Task requirements: Please format each of the entries below as a numbered list with blank lines left out, and leave the pictures out of your answer.

Data listing:

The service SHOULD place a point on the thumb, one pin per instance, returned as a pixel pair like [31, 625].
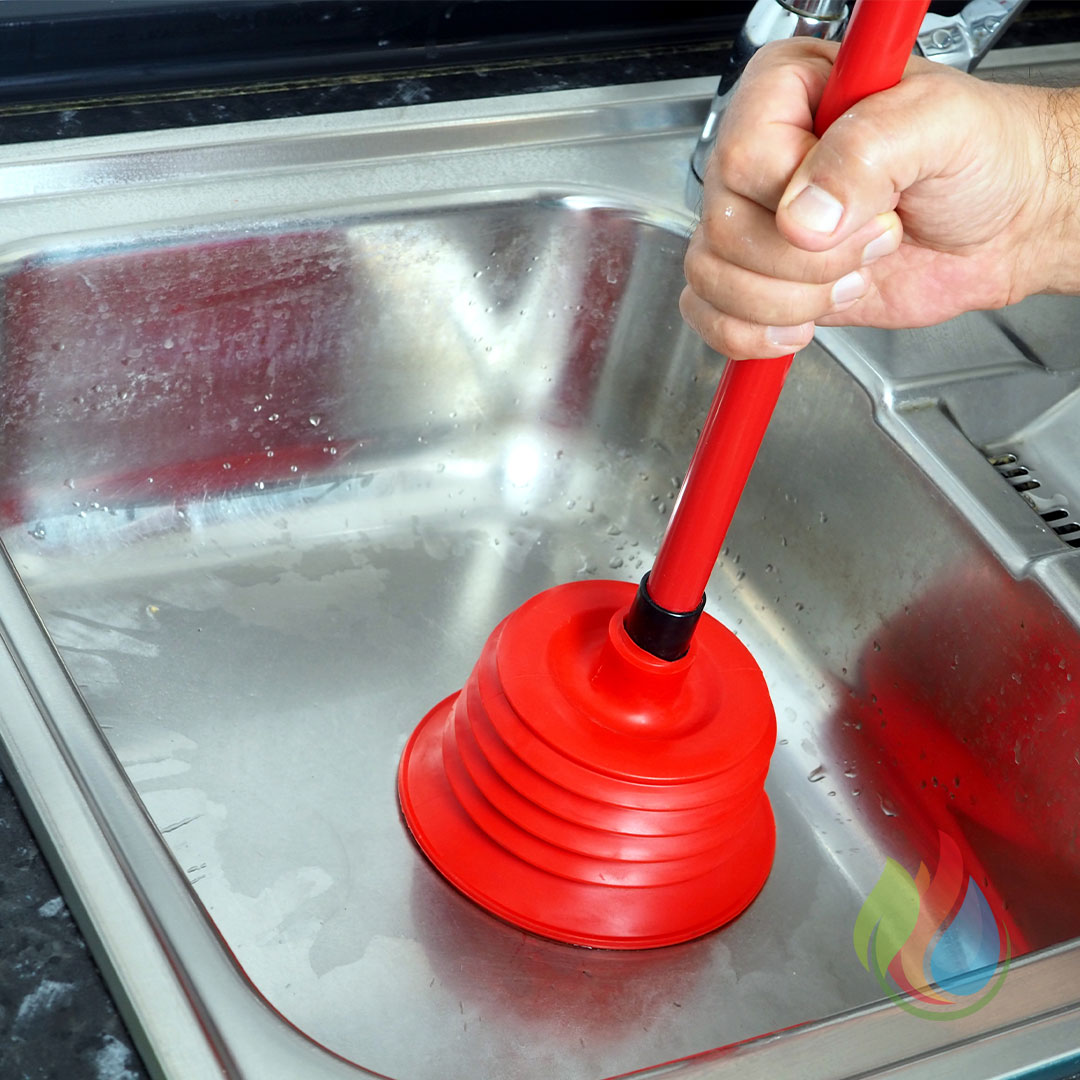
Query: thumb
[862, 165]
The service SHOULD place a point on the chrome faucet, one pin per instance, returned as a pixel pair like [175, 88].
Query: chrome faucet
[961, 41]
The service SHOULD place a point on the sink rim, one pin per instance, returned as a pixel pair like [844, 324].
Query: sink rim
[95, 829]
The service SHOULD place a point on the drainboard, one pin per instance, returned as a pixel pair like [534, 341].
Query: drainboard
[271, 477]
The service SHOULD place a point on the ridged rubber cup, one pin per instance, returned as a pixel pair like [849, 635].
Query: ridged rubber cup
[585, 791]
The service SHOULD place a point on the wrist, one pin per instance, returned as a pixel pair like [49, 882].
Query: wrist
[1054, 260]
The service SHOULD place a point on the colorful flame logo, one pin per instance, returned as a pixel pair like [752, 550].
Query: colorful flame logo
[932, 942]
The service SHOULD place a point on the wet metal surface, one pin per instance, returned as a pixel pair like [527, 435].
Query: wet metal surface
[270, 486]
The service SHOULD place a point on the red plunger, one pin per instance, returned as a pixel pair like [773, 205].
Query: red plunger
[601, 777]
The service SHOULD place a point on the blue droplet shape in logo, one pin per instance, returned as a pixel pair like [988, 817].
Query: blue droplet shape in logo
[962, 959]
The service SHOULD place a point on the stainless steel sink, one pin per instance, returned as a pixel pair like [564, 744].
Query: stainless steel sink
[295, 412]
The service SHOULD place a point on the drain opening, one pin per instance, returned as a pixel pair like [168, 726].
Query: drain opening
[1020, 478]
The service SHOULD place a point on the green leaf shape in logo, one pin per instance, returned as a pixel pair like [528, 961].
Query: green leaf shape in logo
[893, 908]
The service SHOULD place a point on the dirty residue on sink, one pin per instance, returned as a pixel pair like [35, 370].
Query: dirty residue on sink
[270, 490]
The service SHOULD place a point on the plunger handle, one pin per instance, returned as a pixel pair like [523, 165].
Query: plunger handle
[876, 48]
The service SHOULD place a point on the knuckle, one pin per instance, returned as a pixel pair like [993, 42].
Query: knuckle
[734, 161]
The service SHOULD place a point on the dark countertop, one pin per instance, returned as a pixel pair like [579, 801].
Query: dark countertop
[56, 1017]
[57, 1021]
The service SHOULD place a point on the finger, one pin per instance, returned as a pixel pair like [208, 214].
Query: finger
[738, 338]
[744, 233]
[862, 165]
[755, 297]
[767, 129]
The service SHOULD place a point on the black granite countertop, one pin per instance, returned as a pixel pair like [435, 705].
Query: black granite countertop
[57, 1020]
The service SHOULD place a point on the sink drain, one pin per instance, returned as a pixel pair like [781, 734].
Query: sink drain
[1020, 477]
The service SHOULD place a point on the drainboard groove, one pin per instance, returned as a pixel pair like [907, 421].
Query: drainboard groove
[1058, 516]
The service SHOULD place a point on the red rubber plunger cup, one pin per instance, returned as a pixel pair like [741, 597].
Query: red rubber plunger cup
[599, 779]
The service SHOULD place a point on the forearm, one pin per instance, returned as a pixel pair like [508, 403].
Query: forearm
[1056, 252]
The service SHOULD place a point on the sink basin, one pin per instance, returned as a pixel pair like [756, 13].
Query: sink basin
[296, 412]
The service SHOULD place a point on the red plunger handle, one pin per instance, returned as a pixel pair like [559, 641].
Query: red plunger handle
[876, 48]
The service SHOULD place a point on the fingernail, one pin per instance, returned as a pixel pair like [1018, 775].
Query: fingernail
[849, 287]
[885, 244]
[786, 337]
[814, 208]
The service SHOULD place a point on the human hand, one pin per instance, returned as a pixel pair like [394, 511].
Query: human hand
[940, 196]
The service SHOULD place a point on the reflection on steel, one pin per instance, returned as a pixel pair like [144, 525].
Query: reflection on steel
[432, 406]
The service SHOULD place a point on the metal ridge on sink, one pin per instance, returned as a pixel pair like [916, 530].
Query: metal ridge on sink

Finished answer:
1. The service SHOULD place a point on the thumb, one pin per instance, returned as a pixel pair like [31, 625].
2. Query: thumb
3. [862, 165]
4. The service SHOULD place a point on the chrome faucet, one pin per instance, returned as a pixel pair like [175, 88].
5. Query: chrome faucet
6. [961, 41]
7. The service SHOULD place a point on the sink rim, one pin per instance, returned as a pixel pair like [844, 324].
8. Query: sink rim
9. [95, 829]
10. The service SHOULD place a point on the drainboard, one pin per instance, returned as a pixel pair like [534, 341].
11. Query: drainboard
12. [271, 477]
13. The service SHOULD place a point on the ridged rubber cup, one pin per instance, returned as a pixel pair like [849, 635].
14. Query: ridged rubber cup
15. [585, 791]
16. The service SHOULD place a point on the wrist, one pin per instance, returned as a pixel pair like [49, 882].
17. Query: wrist
18. [1054, 260]
19. The service SHOULD place a point on the colorful flame logo, one pin per instance, returned as a pixel pair like [752, 550].
20. Query: colorful flame logo
21. [932, 942]
22. The service SHOULD place a point on the wet metal surface, one pin per instance, returned as a pixel pair like [527, 435].
23. Query: wet metal surface
24. [270, 486]
25. The service SHOULD place a point on the red plunger, one pin per instance, returned as a pixel pair like [773, 205].
26. Query: red plunger
27. [601, 777]
28. The service SHOULD place a point on the blue droplet shape in logo, one pin per instance, returned as a pixel pair like [988, 817].
29. Query: blue droplet shape in logo
30. [962, 959]
31. The service SHOULD place a point on the stainless steel sink, one pin per instance, returned as a pixel pair like [564, 744].
32. Query: stainless steel sink
33. [295, 412]
34. The service SHOULD place a point on the drain opening, one pin per instance, returned as a pixel pair like [168, 726].
35. Query: drain opening
36. [1020, 478]
37. The service SHOULD place a point on the green leaf shape in logo, one pin per instance, returned as a pixel pair like [528, 961].
38. Query: green leaf shape in logo
39. [893, 908]
40. The service SHOULD place a point on the dirty residue on sink, one pin per instance, returned as a pixel pair like [35, 370].
41. Query: dirty residue on sink
42. [270, 490]
43. The service SHOULD place a point on the plunger handle, one pin per instance, returned as a pixel pair like [523, 165].
44. Query: plunger handle
45. [876, 48]
46. The service SHOULD place a point on the knuckle, one pin per instance, returned as a pixel pair like [993, 42].
47. Query: knuckle
48. [734, 161]
49. The service SHOULD place a point on the dark countertop, one pin per instance, returned as a pixel pair like [579, 801].
50. Query: dark countertop
51. [56, 1017]
52. [57, 1021]
53. The service SHOULD place a point on the finger, one pin per instance, returned as a pixel pair like [208, 214].
54. Query: finger
55. [738, 338]
56. [744, 233]
57. [862, 165]
58. [755, 297]
59. [767, 129]
60. The service SHOULD place a point on the black granite countertop, one pin per instance, returned as a pixel pair like [435, 705].
61. Query: black granite countertop
62. [57, 1020]
63. The service SHOULD place a point on the sink drain, one pin per instance, returned as a pixel pair like [781, 734].
64. Query: sink drain
65. [1020, 477]
66. The service SHOULD place a point on the drainboard groove, one pin per instance, returned as a pixel pair like [907, 421].
67. Query: drainboard groove
68. [1058, 516]
69. The service SHOULD place a point on the red rubber plunger cup, one pin per instance, returned as a pixel pair like [741, 597].
70. Query: red rubber plunger cup
71. [599, 779]
72. The service SHOULD place a point on the forearm, one pin per instance, returned as a pixel pair like [508, 403].
73. Query: forearm
74. [1056, 252]
75. The service SHOULD place a point on the sink basin, one pin per instance, returned as a pixel pair like [756, 13].
76. Query: sink basin
77. [296, 412]
78. The service SHOULD place a point on the red plunger handle, one pin per instance, returned as a pixel pair like [559, 641].
79. Query: red plunger handle
80. [876, 48]
81. The service SHOULD place a point on the fingernail, one pin per instance, returned as a pixel pair like [1018, 775].
82. Query: fingernail
83. [849, 287]
84. [885, 244]
85. [786, 337]
86. [814, 208]
87. The service SHOULD place a point on the human hand, one pin per instance, returned as a pixel pair like [394, 511].
88. Query: human hand
89. [940, 196]
90. The service SHOULD place a point on the reflection on steel, one pin per instance, returned as a pixel pair like [144, 525].
91. Query: reflection on steel
92. [432, 406]
93. The service SHOULD place a point on the metal ridge on sink, one pin per instance, returned as a pixel pair like [916, 530].
94. Query: metal ridge on sink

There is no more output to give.